Problem to solve:
Without including any pictures, write out the listing below exactly.
# Start of Record list
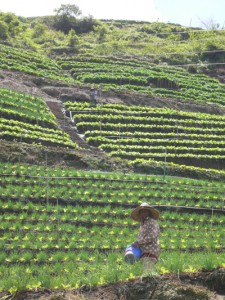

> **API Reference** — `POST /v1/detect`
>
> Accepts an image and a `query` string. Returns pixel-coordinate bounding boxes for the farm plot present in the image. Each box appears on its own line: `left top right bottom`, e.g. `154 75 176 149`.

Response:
0 163 225 290
0 44 72 81
65 102 225 169
58 55 225 105
0 89 77 148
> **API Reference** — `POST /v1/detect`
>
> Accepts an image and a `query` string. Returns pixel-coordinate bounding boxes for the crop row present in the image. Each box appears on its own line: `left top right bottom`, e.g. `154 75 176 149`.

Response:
59 57 225 105
0 122 77 148
0 44 71 81
0 205 225 251
0 89 77 148
64 101 225 122
0 89 56 127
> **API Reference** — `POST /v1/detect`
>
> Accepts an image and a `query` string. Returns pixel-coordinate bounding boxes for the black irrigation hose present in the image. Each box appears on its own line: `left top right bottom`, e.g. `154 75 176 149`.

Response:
0 196 225 216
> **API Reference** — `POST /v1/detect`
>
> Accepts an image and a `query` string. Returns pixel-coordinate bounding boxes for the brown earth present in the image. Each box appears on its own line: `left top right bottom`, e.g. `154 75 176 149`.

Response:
0 269 225 300
0 71 225 300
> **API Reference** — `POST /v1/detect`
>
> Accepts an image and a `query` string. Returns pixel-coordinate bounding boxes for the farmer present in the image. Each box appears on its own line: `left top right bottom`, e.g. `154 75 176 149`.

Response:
131 203 160 275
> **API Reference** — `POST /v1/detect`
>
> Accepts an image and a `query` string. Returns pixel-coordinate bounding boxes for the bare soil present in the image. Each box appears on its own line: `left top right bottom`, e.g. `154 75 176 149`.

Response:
0 269 225 300
0 71 225 300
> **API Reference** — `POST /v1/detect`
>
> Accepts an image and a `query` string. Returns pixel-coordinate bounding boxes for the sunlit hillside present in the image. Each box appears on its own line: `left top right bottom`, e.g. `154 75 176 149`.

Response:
0 8 225 293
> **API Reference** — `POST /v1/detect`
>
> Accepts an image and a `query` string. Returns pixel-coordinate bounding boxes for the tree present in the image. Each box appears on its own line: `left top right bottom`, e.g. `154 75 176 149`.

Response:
32 23 48 38
54 4 81 34
54 4 82 18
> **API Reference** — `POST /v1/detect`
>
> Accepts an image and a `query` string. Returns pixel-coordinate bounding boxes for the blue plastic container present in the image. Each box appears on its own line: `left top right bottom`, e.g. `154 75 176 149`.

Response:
124 246 142 264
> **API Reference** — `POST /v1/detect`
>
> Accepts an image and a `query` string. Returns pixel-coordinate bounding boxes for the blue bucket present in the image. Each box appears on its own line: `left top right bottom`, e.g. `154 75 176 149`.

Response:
124 246 142 264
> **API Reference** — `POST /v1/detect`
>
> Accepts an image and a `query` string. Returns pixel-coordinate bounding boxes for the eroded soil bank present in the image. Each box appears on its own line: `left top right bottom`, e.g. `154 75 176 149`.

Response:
0 269 225 300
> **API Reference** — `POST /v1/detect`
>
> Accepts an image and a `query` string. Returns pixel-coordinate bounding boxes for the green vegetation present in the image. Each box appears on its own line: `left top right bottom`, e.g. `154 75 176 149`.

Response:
0 5 225 292
65 102 225 169
0 89 77 148
0 163 225 291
# End of Record list
Task output:
> **API Reference** — `POST /v1/detect`
>
> Accepts an image and a `query` string. Returns pixel-coordinate bounding boxes for the farm plot present in the image. Each box appears on its own line: `left top right bottom`, e.g. `154 75 176 149`.

Response:
0 163 225 290
0 44 72 81
65 102 225 169
58 55 225 105
0 89 77 148
> **API Reference** — `POST /v1/detect`
>
> Accepts an image and a `query` string. Returns pixel-coordinate bounding boxes for the crop row present in the image. Each box appears on its own line: `left top right bottom`, e.g. `154 75 176 149`.

Response:
59 57 225 105
0 122 77 148
0 44 71 81
0 205 225 251
0 89 77 148
64 101 225 122
0 89 56 127
> **API Reference** — `POST /v1/detect`
>
> Accepts an image and a `query` string. Returns pixel-coordinate bounding boxes for the black irrigation hose present in the image. Each box appears on its own line: `left top right bottom`, e.g. `154 75 176 149`.

Response:
0 196 225 216
> **API Reference** — `POST /v1/detect`
>
> Accepts an image and a `query` string. Returns pixel-coordinate bounding boxes for the brown earth present in the image. Each box appears on its own line: `left top right bottom`, e.g. `154 75 176 149`.

Response:
0 269 225 300
0 71 225 300
> **API Reference** — `POST /v1/detect`
>
> Accepts an image and a `query` string. Returns pixel-coordinate bounding boxes for the farmer present in the image. Each box appears on its own line: `left top right bottom`, e.g. `154 75 176 149`.

Response:
131 203 160 275
> **API Reference** — `POST /v1/detect`
>
> Accepts an image and a `query` string. Returns pixel-coordinate bounding boxes for the bare soil present in the image. Each box appears on its own line: `left top right bottom`, e.g. `154 75 176 149`.

Response:
0 269 225 300
0 71 225 300
> **API Reference** — `POST /v1/detect`
>
> Accepts an image and a `query` string. Returns pixel-coordinate bounding boxes for the sunlit hillside present in the image. Each box appears on its own line: `left top right bottom`, e.g. `154 75 176 149`.

Response:
0 8 225 293
> **API Reference** — `POST /v1/detect`
>
> Accepts an image and a `query` string. Returns pixel-coordinate bounding boxes for the tree present in the image. Each box appears on its own line: `left top right bottom`, e.g. `154 75 176 149`.

Response:
32 23 48 38
54 4 81 34
54 4 82 18
> **API Reference** — `POST /v1/detect`
>
> Accepts an image and a `query` string. Returns pixel-coordinate bounding boxes for the blue plastic container present in the image. Each box appears on its own line: `left top right bottom`, e.g. `154 75 176 149`.

Response:
124 246 142 264
> **API Reference** — `POST /v1/detect`
>
> Accepts an image and a `query` string. Returns pixel-coordinate bounding boxes for the blue bucket present in the image. Each box appears on its own line: `left top right bottom`, e.g. `154 75 176 149`.

Response:
124 246 142 264
> **API Reference** — `POST /v1/detect`
>
> Accepts an image and a `query` string. Returns pixel-coordinate bounding boxes for the eroded soil bank present in the image. Each box appears on its own line: `left top right bottom`, e.g. `154 75 176 149`.

Response:
0 269 225 300
> **API Reference** — `POST /v1/detect`
>
> Accepts an image and a `query` string. Returns pixel-coordinate bounding boxes for the green vegetation present in the image. Each box appears on its own line: `left top right bottom`, e.g. `154 75 176 149`.

Response:
0 5 225 292
65 102 225 169
0 89 77 148
0 163 225 291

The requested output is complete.